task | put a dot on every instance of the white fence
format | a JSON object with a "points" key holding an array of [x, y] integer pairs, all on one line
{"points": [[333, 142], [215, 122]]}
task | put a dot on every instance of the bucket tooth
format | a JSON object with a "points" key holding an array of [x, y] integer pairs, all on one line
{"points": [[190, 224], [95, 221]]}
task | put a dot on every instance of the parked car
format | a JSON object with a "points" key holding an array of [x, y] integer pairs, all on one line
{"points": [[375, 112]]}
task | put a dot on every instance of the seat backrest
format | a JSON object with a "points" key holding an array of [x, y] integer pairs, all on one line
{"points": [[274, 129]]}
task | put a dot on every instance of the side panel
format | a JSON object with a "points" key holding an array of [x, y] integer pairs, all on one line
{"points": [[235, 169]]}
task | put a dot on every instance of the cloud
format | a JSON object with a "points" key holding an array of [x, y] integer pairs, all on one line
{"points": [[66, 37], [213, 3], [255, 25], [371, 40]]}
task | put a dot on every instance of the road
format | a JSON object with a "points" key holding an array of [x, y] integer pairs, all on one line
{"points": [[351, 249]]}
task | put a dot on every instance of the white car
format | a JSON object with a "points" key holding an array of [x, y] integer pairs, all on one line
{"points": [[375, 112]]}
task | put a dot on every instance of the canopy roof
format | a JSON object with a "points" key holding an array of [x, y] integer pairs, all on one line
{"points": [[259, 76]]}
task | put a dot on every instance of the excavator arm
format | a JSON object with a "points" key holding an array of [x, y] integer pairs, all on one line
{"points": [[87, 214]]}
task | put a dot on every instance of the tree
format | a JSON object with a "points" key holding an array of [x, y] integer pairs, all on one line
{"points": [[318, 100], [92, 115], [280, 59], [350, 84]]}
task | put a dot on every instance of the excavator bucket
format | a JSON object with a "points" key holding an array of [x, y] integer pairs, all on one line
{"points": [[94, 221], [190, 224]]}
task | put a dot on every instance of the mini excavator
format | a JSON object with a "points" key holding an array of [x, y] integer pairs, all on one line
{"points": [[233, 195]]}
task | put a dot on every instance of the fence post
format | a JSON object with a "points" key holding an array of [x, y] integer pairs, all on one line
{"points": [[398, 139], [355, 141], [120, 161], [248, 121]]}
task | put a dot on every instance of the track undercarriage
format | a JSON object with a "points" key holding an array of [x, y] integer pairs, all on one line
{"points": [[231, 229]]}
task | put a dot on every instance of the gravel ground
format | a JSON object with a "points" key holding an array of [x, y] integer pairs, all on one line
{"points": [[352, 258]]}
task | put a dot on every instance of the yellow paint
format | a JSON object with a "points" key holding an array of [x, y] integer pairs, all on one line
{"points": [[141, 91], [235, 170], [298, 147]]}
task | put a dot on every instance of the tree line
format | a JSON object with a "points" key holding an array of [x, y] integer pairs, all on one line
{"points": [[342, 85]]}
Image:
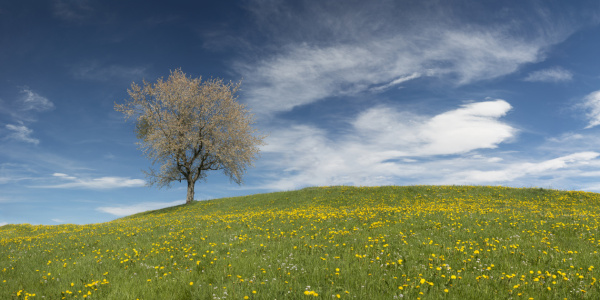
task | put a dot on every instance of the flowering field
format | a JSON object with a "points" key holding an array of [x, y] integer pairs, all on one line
{"points": [[427, 242]]}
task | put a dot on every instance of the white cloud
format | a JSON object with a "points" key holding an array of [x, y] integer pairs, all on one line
{"points": [[21, 133], [94, 183], [127, 210], [473, 126], [514, 171], [395, 82], [380, 47], [33, 101], [555, 74], [384, 144], [305, 74], [591, 102]]}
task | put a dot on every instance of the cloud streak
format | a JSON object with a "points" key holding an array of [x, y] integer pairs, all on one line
{"points": [[382, 145], [351, 59], [21, 133], [591, 103], [556, 74], [94, 183]]}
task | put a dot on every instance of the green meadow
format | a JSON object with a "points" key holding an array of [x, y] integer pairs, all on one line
{"points": [[414, 242]]}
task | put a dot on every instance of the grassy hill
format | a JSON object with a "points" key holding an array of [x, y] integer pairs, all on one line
{"points": [[427, 242]]}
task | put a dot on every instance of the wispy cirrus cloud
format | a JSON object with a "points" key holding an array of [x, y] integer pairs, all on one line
{"points": [[384, 144], [93, 183], [23, 111], [21, 133], [591, 103], [379, 46], [126, 210], [515, 171], [34, 101], [100, 72], [556, 74]]}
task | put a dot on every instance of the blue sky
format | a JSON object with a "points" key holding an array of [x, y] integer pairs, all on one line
{"points": [[350, 92]]}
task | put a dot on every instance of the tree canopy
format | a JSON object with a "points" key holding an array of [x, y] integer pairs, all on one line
{"points": [[187, 127]]}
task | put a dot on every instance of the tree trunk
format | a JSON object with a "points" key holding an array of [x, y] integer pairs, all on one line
{"points": [[190, 196]]}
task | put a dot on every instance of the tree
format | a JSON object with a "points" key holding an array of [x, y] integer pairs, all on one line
{"points": [[188, 127]]}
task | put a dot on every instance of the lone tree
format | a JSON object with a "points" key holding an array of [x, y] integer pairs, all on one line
{"points": [[189, 127]]}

WORK TO DO ▸
Could you write out all the records again, swapping every "put a dot on" for "place a point on" and changing nothing else, with the pictures left out?

FINISHED EXERCISE ▸
task | place a point on every instance of the white fence
format | a JSON object with a "points" key holding an array of [x, y] integer pairs, all on one line
{"points": [[333, 142], [215, 122]]}
task | place a point on every instance of the bucket tooth
format | a JSON object with a "points" key holding an array of [x, y] integer pairs, all on one line
{"points": [[190, 224], [95, 221]]}
task | place a point on every instance of the parked car
format | a JSON object with a "points" key holding an array of [x, y] integer pairs, all on one line
{"points": [[375, 112]]}
task | place a point on every instance of the seat backrest
format | a JSON object with a "points" key holding an array of [x, y] integer pairs, all on one line
{"points": [[274, 129]]}
task | place a point on every instance of the side panel
format | a JSON object with a "points" key holding an array of [x, y] integer pairs, all on one line
{"points": [[235, 169]]}
task | place a point on every instance of the cloud
format | a JSON object with a "points" key holding an array of [x, y] integer pairs, all on one line
{"points": [[66, 37], [213, 3], [255, 25], [371, 40]]}
task | place a point on every instance of the road
format | a JSON object with a "points" key holding an array of [x, y] integer pairs, all on one line
{"points": [[351, 249]]}
task | place a point on every instance of the white car
format | a JSON object with a "points" key holding an array of [x, y] integer pairs, all on one line
{"points": [[375, 112]]}
task | place a point on every instance of the canopy roof
format | a JSON object with a "points" key holding an array of [x, y] integer pairs, all on one line
{"points": [[259, 76]]}
task | place a point on every instance of the excavator arm
format | a JSON object with a "points" key holding an array of [x, y] integer pairs, all on one line
{"points": [[87, 214]]}
task | place a point on every instance of the tree
format | a JSON object with a "points" key holding an array of [x, y] integer pairs, all on one line
{"points": [[318, 100], [92, 115], [280, 59], [350, 84]]}
task | place a point on every instance of the excavator bucket
format | a JSON object with a "points" key holding an array of [x, y] integer pairs, all on one line
{"points": [[94, 221], [190, 224]]}
task | place a point on every instance of the mini excavator
format | a JSON object with a "points" key holding an array of [x, y] integer pairs, all on one line
{"points": [[233, 195]]}
task | place a point on every instance of the fence post
format | a JSON object with a "points" key holding an array of [x, y] integer pairs, all on one line
{"points": [[398, 139], [355, 141], [120, 161], [248, 121]]}
task | place a point on every instance of the track undercarriage
format | a JSON object with a "points" key holding an array of [x, y] integer pairs, all on one line
{"points": [[231, 229]]}
task | place a point on every instance of the gravel ground
format | a JSON object with a "points" key holding an array of [x, y] integer pairs, all on one line
{"points": [[352, 258]]}
task | place a point on every instance of the yellow paint
format | a JSON object with a "points" key holding an array of [x, y] integer pairs, all on one line
{"points": [[141, 91], [235, 170], [298, 147]]}
task | place a point on every instance of the tree line
format | a JSON object with a "points" key holding an array of [x, y] integer pairs, all on one line
{"points": [[342, 85]]}
Image:
task | place a point on every instance of the flowering field
format | a JSON object with a "points" key holding an array of [x, y] integer pairs, all on one line
{"points": [[427, 242]]}
task | place a point on every instance of the white cloud
format | a JSON object with a "points" key holding an array of [x, y] integer pairs, all on one line
{"points": [[21, 133], [94, 183], [127, 210], [473, 126], [514, 171], [395, 82], [380, 47], [33, 101], [555, 74], [384, 144], [305, 74], [591, 102]]}
task | place a point on every instance of the cloud streak
format | a JSON object with a "points" key holding an array of [x, y] integer pairs, all on one line
{"points": [[382, 145], [351, 59], [21, 133], [591, 103], [556, 74], [94, 183]]}
task | place a point on every instance of the green meadow
format | a JSON object with a "points" key holding an array of [x, y] integer pairs, all on one line
{"points": [[414, 242]]}
task | place a point on every instance of the grassy hill
format | a JSON object with a "points" key holding an array of [x, y] integer pairs, all on one line
{"points": [[427, 242]]}
task | place a point on every instance of the wispy cirrus cloud
format | a JSON object with a "points" key holding an array of [x, y] integer pairs, all on one line
{"points": [[384, 144], [93, 183], [23, 111], [21, 133], [591, 103], [379, 46], [126, 210], [515, 171], [34, 101], [100, 72], [556, 74]]}
task | place a point on every instance of the blue sky
format | a JSON object with a "points" key holding an array of [x, y] integer pairs, all on one line
{"points": [[350, 92]]}
task | place a point on every instance of the tree canopy
format | a JSON object with a "points" key holding an array of [x, y] integer pairs, all on one line
{"points": [[187, 127]]}
task | place a point on every instance of the tree trunk
format | a JSON object with a "points" key holding an array of [x, y] integer pairs, all on one line
{"points": [[190, 196]]}
task | place a point on every instance of the tree
format | a JSON object with a "points" key holding an array of [x, y] integer pairs, all on one line
{"points": [[188, 127]]}
task | place a point on every instance of the lone tree
format | a JSON object with a "points" key holding an array of [x, y] integer pairs, all on one line
{"points": [[189, 127]]}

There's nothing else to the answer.